- 练习目标:
请从下面的数据中提取出所有包含字符串“target”的行，并逐行照抄下来。

- 给定数据:
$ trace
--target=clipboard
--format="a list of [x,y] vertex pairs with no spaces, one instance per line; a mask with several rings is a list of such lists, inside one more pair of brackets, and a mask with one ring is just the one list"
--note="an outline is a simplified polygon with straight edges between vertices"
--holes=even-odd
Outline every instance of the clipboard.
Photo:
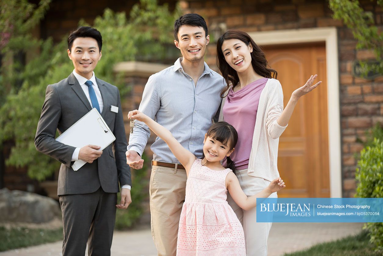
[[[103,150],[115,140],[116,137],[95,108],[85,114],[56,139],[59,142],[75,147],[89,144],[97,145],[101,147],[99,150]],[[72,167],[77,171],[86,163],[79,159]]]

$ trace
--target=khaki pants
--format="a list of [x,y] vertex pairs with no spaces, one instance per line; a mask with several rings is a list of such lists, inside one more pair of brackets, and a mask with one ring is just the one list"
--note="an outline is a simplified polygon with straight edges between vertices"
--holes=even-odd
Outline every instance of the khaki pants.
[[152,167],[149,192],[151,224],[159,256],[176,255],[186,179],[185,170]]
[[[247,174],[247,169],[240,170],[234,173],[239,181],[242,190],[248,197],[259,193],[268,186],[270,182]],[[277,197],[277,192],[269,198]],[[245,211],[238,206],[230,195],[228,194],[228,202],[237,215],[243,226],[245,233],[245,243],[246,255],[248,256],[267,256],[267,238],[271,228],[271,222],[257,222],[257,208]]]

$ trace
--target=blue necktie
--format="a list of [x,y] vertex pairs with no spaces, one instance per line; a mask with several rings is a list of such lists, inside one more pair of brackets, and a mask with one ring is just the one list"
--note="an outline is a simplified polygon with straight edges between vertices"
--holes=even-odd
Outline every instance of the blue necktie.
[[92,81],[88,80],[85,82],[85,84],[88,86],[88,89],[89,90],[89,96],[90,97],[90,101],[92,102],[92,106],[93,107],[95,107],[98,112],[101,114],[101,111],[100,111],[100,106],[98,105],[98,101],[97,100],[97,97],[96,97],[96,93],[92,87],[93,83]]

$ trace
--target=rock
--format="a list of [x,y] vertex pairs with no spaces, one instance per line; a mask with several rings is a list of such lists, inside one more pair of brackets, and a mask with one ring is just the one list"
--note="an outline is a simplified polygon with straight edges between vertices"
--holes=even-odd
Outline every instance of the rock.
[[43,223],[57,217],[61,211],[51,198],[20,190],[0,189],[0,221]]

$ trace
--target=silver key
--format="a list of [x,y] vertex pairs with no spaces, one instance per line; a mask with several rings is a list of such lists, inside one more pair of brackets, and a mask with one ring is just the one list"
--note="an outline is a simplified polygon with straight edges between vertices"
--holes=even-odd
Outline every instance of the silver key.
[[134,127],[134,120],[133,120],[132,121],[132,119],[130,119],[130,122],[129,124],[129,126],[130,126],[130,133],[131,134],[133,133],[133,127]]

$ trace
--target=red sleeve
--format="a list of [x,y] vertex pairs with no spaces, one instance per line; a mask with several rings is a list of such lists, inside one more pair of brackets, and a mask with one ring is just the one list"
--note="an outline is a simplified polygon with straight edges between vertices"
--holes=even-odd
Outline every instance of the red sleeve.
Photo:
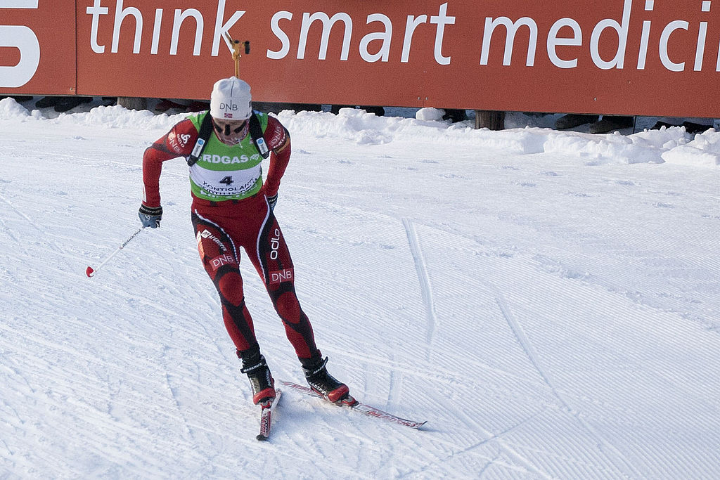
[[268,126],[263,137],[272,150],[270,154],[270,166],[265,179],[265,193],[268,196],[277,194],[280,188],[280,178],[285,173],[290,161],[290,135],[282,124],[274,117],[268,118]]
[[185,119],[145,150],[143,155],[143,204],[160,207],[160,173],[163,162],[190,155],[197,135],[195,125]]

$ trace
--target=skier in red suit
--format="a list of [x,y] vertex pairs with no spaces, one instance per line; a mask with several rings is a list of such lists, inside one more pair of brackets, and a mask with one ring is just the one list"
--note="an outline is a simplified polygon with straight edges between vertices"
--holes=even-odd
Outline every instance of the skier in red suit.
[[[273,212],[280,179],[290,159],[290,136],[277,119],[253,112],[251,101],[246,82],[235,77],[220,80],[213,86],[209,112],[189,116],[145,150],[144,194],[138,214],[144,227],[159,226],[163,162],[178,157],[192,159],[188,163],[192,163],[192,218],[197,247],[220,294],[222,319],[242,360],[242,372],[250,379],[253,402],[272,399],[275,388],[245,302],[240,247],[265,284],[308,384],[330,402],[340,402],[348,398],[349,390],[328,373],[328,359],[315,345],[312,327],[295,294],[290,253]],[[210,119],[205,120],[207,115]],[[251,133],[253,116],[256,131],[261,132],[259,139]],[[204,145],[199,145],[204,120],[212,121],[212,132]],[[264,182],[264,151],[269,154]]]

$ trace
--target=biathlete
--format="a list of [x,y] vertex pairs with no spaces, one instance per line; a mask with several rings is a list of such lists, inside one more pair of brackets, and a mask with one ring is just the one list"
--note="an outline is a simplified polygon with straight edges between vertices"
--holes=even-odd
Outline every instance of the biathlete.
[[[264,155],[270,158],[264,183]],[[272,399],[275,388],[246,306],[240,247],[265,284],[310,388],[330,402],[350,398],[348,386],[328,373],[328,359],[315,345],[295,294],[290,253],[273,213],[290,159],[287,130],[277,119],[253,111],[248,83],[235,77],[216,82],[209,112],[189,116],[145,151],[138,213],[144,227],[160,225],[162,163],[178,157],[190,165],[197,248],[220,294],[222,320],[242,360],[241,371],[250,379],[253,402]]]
---
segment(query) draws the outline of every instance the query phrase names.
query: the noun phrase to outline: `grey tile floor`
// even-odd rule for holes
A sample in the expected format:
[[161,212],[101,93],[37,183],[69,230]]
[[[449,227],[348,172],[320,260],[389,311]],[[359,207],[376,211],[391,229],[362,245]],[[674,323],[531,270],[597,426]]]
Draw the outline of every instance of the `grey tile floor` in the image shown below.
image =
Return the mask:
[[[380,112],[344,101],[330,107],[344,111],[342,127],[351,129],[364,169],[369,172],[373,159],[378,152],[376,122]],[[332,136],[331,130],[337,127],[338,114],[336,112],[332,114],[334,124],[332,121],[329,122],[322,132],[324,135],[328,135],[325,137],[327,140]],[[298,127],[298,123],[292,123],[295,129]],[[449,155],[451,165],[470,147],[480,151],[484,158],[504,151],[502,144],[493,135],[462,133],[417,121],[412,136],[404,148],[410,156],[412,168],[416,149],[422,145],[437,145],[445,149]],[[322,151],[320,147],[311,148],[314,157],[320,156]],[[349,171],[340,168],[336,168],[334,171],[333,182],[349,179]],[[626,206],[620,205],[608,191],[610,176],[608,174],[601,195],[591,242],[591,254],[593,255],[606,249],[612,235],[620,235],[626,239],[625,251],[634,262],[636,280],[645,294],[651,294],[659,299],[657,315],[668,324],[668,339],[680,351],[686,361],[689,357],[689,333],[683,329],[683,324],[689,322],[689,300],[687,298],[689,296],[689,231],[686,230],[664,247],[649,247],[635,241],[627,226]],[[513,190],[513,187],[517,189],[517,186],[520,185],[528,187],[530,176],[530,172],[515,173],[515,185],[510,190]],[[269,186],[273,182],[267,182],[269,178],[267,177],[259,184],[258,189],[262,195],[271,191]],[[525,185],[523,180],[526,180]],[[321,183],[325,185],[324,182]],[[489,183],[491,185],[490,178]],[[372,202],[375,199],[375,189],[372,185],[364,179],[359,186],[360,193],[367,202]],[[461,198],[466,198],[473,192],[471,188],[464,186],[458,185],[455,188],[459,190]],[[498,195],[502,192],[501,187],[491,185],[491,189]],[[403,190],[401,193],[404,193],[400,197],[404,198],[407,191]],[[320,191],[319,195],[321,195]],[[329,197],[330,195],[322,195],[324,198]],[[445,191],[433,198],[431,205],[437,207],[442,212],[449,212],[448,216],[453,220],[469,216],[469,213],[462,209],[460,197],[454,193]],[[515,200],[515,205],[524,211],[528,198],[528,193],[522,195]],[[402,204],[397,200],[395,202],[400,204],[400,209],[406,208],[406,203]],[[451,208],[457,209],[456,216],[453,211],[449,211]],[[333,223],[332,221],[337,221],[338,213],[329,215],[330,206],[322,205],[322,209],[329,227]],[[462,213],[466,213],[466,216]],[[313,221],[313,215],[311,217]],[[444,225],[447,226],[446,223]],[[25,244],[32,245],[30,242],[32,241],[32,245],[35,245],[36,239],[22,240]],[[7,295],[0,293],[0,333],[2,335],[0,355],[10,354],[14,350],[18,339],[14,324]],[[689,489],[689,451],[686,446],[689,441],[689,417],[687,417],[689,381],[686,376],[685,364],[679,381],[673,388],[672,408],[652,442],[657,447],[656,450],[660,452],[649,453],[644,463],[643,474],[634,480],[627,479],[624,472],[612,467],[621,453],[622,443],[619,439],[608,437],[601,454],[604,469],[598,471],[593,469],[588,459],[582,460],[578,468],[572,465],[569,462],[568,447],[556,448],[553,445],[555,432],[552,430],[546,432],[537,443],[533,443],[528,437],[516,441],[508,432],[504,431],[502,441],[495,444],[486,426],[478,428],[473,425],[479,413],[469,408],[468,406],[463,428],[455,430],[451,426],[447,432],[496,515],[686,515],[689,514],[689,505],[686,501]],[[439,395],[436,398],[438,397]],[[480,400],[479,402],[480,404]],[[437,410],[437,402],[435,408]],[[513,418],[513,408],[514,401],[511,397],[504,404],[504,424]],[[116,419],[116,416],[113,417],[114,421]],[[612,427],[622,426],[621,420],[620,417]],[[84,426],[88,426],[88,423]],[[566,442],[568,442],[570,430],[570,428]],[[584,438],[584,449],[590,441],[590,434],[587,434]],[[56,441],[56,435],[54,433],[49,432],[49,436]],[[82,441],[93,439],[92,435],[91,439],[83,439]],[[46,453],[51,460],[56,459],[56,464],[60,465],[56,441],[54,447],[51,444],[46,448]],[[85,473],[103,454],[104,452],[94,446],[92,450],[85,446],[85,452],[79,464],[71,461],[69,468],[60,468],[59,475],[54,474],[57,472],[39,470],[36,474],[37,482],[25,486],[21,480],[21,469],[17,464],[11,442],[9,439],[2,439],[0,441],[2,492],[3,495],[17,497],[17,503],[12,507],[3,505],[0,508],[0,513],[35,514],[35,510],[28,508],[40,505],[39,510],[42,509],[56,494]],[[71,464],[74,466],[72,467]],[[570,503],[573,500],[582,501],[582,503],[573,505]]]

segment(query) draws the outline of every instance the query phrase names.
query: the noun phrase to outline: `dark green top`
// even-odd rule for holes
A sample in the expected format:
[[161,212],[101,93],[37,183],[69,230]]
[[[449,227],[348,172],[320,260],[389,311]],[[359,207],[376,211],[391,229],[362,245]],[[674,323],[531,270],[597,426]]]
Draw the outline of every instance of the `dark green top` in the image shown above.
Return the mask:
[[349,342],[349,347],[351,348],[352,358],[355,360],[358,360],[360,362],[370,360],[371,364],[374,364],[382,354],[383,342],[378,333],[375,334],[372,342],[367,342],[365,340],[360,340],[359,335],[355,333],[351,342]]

- 已完成任务:
--target=clipboard
--target=khaki pants
--target=blue necktie
--target=rock
--target=silver key
--target=red sleeve
--target=skier in red suit
--target=biathlete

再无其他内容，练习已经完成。